* BEGIN ARTICLE *
I am using Apache Tika 1.9
and content extraction working awesome.
The problem I am facing is with pages. I can extract total pages from document metadata. But I can't find any way to extract content per page from the document.
I had searched a lot and tried some solutions suggested by users, but did not work for me, may be due to latest Tika version.
Please suggest any solution or further research direction for this.
I will be thankful.
NOTE: I am using JRuby for implementation
Here is the class for custom content handler that I created and which solved my issue.
class PageContentHandler < ToXMLContentHandler
attr_accessor :page_tag
attr_accessor :page_number
attr_accessor :page_class
attr_accessor :page_map
def initialize
@page_number = 0
@page_tag = 'div'
@page_class = 'page'
@page_map = Hash.new
end
def startElement(uri, local_name, q_name, atts)
start_page() if @page_tag == q_name and atts.getValue('class') == @page_class
end
def endElement(uri, local_name, q_name)
end_page() if @page_tag == q_name
end
def characters(ch, start, length)
if length > 0
builder = StringBuilder.new(length)
builder.append(ch)
@page_map[@page_number] << builder.to_s if @page_number > 0
end
end
def start_page
@page_number = @page_number + 1
@page_map[@page_number] = String.new
end
def end_page
return
end
end
And to use this content handler, here is the code:
parser = AutoDetectParser.new
handler = PageContentHandler.new
parser.parse(input_stream, handler, @metadata_java, ParseContext.new)
puts handler.page_map
* END ARTICLE *
#### ACTIONS TO TAKE
A. In the Tika thread, shorten the paragraph beginning "The problem I am facing is with pages" and keep its main facts.
B. Reproduce everything in the Tika thread from "I am using Apache" down to "latest Tika version.", character for character.
* BEGIN DATASET *
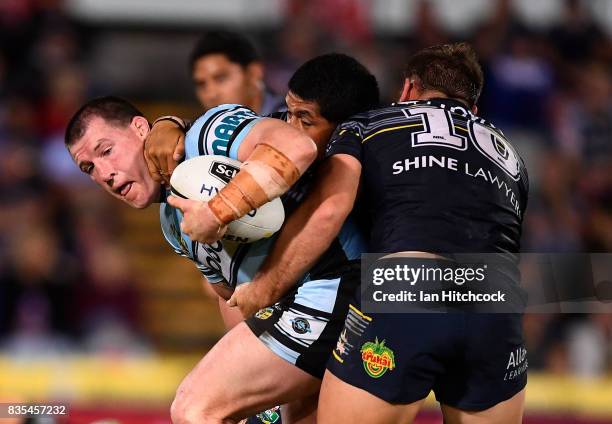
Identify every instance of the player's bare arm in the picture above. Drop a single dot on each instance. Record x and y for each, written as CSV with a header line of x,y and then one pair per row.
x,y
307,233
165,147
271,165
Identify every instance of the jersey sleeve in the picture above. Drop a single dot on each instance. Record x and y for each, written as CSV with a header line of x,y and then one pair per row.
x,y
220,131
347,139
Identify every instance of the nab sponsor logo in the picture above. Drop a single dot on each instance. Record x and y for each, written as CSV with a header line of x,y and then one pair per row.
x,y
222,130
223,171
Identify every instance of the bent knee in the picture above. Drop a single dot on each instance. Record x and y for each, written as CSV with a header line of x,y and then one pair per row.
x,y
187,409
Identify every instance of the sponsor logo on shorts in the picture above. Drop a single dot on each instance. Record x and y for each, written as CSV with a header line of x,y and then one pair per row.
x,y
377,358
264,313
517,364
270,416
300,325
354,326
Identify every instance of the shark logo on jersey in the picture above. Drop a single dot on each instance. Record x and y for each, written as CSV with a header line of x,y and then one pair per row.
x,y
178,236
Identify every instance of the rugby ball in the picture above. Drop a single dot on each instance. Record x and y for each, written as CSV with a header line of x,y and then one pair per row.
x,y
201,177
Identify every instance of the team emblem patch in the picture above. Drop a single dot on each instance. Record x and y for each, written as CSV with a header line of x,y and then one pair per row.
x,y
264,313
377,358
300,325
271,415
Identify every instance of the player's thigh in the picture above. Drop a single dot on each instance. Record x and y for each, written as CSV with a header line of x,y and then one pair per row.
x,y
339,402
301,411
231,316
507,412
241,376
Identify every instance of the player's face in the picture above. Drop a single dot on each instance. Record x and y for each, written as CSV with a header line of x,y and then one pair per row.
x,y
218,81
113,157
306,116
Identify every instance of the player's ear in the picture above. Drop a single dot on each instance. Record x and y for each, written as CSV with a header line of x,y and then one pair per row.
x,y
406,90
141,126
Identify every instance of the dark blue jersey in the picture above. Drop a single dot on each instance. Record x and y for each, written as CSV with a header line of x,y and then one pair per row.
x,y
436,178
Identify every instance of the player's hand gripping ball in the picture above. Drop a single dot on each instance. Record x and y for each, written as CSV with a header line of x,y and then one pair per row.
x,y
201,178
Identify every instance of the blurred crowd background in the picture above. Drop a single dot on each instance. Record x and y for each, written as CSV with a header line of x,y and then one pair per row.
x,y
82,274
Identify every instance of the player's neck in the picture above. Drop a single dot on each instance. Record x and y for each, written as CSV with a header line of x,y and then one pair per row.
x,y
257,101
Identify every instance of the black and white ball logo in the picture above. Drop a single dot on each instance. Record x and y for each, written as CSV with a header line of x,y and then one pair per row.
x,y
300,325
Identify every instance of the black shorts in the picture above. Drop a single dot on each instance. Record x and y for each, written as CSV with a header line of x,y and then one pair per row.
x,y
471,361
304,326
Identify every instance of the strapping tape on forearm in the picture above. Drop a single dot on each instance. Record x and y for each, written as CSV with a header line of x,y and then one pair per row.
x,y
266,175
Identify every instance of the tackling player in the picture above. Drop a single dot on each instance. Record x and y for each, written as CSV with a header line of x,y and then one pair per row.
x,y
298,333
424,211
421,212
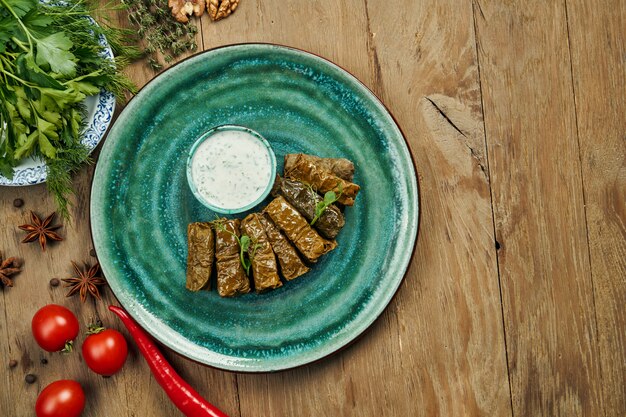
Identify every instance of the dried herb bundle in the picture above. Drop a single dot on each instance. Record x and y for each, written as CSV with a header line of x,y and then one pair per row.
x,y
162,34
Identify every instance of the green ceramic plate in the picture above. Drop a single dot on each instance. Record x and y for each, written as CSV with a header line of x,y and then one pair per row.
x,y
141,205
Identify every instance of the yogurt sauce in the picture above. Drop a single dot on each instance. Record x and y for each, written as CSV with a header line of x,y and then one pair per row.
x,y
231,169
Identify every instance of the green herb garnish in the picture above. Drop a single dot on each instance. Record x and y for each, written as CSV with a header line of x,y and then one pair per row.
x,y
164,37
244,242
50,61
329,198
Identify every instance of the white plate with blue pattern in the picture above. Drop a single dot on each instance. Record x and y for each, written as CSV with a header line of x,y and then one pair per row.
x,y
100,108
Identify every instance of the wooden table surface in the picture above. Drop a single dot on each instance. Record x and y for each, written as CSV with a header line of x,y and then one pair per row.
x,y
514,303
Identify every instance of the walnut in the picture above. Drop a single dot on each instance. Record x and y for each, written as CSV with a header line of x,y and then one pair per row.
x,y
182,9
219,9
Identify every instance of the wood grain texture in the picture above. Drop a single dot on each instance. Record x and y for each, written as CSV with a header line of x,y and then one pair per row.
x,y
597,37
530,125
534,328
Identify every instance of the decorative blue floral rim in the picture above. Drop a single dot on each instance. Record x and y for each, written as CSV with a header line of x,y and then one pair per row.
x,y
206,135
34,171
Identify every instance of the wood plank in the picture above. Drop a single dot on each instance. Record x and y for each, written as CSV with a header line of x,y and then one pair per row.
x,y
449,314
439,347
334,31
135,391
597,43
538,202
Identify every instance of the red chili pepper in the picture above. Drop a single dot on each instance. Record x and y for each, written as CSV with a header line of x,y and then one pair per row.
x,y
180,392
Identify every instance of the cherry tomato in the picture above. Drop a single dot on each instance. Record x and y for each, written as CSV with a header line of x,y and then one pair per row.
x,y
64,398
105,351
53,326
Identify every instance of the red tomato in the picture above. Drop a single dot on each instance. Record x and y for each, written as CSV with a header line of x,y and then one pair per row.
x,y
53,326
105,352
64,398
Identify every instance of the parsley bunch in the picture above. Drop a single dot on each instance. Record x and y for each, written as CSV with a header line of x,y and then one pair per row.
x,y
50,61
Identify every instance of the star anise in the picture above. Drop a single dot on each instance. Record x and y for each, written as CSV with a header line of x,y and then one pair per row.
x,y
8,267
41,230
85,281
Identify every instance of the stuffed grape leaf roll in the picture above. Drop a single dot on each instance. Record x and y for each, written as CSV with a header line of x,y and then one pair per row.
x,y
304,199
291,266
310,244
264,268
322,180
200,253
231,277
341,167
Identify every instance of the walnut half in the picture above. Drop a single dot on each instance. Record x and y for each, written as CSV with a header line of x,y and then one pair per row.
x,y
219,9
182,9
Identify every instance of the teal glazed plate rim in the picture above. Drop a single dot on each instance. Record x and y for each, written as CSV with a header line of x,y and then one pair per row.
x,y
141,205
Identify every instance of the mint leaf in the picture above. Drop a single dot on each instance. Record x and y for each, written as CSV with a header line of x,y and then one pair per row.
x,y
54,51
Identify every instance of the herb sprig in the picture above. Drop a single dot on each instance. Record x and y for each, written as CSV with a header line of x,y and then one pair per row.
x,y
329,198
50,61
164,38
244,242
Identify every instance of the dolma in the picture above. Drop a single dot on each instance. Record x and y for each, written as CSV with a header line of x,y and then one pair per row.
x,y
310,244
303,169
291,266
231,278
264,268
304,199
341,167
200,253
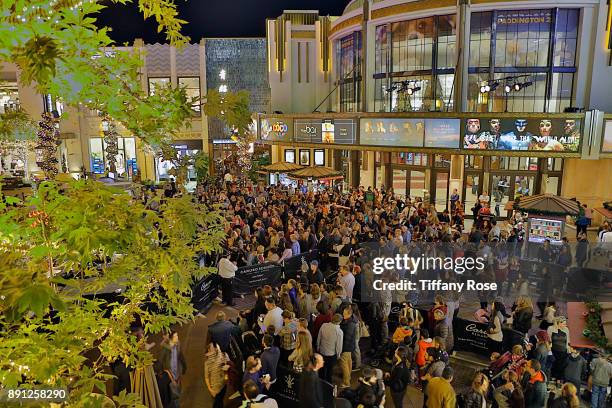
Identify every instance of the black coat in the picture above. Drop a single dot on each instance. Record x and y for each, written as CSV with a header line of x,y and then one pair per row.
x,y
522,320
310,395
400,377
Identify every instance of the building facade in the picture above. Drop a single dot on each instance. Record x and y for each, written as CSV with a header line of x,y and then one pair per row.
x,y
196,67
398,60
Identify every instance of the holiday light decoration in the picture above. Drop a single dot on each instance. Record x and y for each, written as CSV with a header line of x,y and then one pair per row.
x,y
112,143
48,138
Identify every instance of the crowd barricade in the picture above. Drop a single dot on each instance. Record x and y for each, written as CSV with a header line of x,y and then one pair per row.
x,y
293,266
204,292
249,278
286,389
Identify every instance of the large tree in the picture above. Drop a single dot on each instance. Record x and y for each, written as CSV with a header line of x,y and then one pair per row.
x,y
70,241
73,240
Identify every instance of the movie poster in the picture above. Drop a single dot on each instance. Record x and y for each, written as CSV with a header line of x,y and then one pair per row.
x,y
442,133
392,132
273,129
607,142
522,134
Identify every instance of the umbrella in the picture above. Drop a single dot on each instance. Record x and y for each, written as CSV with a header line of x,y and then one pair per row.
x,y
281,167
548,204
317,172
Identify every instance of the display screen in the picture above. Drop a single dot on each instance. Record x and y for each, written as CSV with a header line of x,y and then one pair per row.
x,y
607,142
443,133
541,229
340,131
392,132
559,135
274,129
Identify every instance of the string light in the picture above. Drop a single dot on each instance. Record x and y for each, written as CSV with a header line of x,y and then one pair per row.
x,y
48,138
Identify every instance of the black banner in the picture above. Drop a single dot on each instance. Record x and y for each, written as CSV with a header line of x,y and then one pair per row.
x,y
293,265
470,336
204,292
286,389
248,278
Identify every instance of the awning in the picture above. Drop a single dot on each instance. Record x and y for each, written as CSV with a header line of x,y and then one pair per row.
x,y
605,212
575,323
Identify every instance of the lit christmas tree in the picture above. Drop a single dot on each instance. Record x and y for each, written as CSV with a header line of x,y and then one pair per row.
x,y
48,138
112,144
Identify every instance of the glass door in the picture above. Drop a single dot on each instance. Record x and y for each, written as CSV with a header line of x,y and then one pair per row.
x,y
416,184
471,190
399,182
440,190
501,193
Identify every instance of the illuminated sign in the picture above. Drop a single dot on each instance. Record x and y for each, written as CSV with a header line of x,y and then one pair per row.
x,y
522,134
607,142
392,132
442,133
339,131
273,129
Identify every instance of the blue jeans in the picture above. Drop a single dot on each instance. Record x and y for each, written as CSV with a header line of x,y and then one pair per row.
x,y
598,397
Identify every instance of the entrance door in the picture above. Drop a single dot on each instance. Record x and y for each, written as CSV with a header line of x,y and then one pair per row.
x,y
501,192
440,190
416,183
471,190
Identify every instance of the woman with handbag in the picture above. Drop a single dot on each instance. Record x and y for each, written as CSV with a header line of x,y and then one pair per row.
x,y
215,373
172,366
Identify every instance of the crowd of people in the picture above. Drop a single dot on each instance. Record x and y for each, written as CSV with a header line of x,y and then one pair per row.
x,y
325,324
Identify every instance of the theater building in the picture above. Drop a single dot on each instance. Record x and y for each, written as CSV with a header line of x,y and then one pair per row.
x,y
427,96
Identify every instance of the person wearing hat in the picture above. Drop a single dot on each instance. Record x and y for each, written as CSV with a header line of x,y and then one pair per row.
x,y
601,374
329,345
560,339
315,275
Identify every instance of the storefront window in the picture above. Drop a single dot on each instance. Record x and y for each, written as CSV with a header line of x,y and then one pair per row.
x,y
157,83
442,160
125,159
399,182
535,46
552,185
290,155
192,88
348,54
417,184
423,55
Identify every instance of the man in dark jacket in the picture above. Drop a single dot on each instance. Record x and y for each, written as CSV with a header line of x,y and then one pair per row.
x,y
534,384
349,330
315,275
221,332
311,394
269,357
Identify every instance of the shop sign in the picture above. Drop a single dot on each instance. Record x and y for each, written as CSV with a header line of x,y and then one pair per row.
x,y
442,133
607,142
392,132
338,131
524,17
522,134
274,129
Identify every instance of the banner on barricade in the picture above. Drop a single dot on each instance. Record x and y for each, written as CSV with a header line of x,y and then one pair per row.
x,y
286,388
248,278
293,265
204,292
470,336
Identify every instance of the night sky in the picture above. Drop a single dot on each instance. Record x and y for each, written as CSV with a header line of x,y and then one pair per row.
x,y
210,18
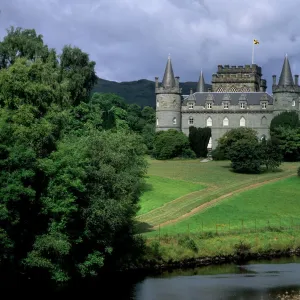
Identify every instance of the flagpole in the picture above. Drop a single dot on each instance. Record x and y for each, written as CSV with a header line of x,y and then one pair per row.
x,y
252,51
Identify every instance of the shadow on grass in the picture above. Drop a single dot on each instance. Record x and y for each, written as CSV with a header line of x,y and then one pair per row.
x,y
143,227
264,170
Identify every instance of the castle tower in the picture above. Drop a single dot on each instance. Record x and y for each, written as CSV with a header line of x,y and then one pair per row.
x,y
237,79
286,92
201,84
168,100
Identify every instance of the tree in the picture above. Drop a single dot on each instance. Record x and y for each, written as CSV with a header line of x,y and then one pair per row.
x,y
285,132
79,71
246,156
287,119
199,139
233,136
22,43
90,203
69,190
169,144
271,157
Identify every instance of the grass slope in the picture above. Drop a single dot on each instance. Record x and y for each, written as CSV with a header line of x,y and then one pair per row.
x,y
275,204
160,190
215,175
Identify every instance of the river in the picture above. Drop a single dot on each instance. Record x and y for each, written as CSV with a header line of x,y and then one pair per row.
x,y
256,280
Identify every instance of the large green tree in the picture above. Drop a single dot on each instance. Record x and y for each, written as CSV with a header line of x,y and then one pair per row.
x,y
68,189
285,132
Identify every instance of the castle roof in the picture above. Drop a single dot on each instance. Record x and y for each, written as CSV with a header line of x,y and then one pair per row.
x,y
253,98
286,78
169,79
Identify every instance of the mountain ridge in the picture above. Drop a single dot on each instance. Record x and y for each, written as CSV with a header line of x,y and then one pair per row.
x,y
141,92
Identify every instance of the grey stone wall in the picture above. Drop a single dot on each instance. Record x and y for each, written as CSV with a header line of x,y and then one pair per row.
x,y
168,107
259,121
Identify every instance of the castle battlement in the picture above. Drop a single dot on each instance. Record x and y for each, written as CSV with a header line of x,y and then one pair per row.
x,y
226,69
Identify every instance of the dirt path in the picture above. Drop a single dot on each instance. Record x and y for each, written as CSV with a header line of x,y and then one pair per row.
x,y
214,201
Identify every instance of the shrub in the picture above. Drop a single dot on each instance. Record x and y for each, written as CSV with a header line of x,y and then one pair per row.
x,y
218,154
188,243
188,153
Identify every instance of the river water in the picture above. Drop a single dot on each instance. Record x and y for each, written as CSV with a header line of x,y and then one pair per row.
x,y
256,280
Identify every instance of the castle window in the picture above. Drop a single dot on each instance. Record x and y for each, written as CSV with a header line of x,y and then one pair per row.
x,y
225,122
242,105
242,122
209,122
264,121
209,146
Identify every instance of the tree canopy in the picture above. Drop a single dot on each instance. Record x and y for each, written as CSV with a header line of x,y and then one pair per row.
x,y
71,165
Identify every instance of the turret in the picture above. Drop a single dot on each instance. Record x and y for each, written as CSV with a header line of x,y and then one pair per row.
x,y
201,84
168,100
286,92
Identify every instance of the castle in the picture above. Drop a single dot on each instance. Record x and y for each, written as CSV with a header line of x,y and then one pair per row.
x,y
237,97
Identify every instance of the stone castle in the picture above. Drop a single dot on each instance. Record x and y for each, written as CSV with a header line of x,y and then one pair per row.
x,y
237,97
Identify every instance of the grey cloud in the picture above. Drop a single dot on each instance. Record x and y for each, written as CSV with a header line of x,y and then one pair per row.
x,y
131,39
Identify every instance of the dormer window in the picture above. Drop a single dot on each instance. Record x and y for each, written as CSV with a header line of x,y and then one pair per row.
x,y
191,105
242,105
225,105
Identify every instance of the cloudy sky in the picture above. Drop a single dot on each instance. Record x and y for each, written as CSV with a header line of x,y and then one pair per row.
x,y
131,39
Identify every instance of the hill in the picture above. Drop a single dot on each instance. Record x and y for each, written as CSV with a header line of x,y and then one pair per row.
x,y
140,92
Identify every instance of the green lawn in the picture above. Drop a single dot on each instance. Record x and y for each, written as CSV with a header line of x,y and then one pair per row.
x,y
216,176
275,204
160,190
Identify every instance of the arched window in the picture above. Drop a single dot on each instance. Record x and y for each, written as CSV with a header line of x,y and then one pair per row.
x,y
263,137
233,89
242,122
209,122
225,122
264,120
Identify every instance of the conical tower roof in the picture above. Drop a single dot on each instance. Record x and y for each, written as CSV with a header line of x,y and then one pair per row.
x,y
286,78
201,84
169,79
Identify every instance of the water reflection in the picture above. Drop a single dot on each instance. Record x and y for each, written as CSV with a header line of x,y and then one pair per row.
x,y
257,280
253,281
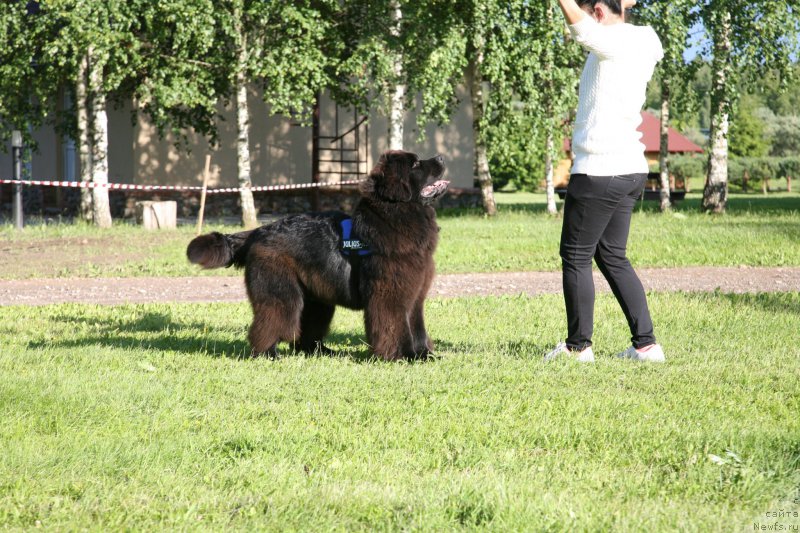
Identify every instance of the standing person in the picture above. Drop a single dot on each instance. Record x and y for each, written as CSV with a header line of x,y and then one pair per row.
x,y
608,174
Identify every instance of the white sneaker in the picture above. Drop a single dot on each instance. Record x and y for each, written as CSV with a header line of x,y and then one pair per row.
x,y
655,354
584,356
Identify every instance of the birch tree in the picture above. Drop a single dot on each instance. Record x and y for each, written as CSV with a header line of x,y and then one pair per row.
x,y
397,88
747,39
671,21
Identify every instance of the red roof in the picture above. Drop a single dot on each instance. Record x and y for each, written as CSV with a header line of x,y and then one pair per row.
x,y
651,137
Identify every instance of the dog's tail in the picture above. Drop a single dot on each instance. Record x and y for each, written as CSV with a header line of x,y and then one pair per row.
x,y
215,250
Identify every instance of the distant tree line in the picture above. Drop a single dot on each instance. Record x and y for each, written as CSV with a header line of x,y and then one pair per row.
x,y
179,59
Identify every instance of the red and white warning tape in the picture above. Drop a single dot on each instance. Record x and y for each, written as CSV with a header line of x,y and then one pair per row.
x,y
130,186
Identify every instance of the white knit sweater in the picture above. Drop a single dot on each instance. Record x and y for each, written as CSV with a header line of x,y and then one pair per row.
x,y
613,84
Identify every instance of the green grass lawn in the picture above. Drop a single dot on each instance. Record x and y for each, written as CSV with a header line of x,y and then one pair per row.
x,y
146,418
756,231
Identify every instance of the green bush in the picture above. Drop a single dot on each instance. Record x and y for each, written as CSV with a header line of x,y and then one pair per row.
x,y
687,166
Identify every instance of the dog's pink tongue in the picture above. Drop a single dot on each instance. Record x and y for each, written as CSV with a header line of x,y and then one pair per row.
x,y
435,189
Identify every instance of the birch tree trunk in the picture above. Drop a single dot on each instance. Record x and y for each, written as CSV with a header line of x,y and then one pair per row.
x,y
715,193
101,209
249,219
663,156
481,157
84,139
549,143
398,91
548,173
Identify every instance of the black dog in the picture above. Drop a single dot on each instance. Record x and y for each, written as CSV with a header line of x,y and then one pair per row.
x,y
298,269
* END DATASET *
#### SOLUTIONS FOR EACH TASK
A. The trouble is with pages: the total page count can be read from the document metadata, but no method has been found to extract the content of each page separately.

B.
I am using Apache Tika 1.9
and content extraction working awesome.
The problem I am facing is with pages. I can extract total pages from document metadata. But I can't find any way to extract content per page from the document.
I had searched a lot and tried some solutions suggested by users, but did not work for me, may be due to latest Tika version.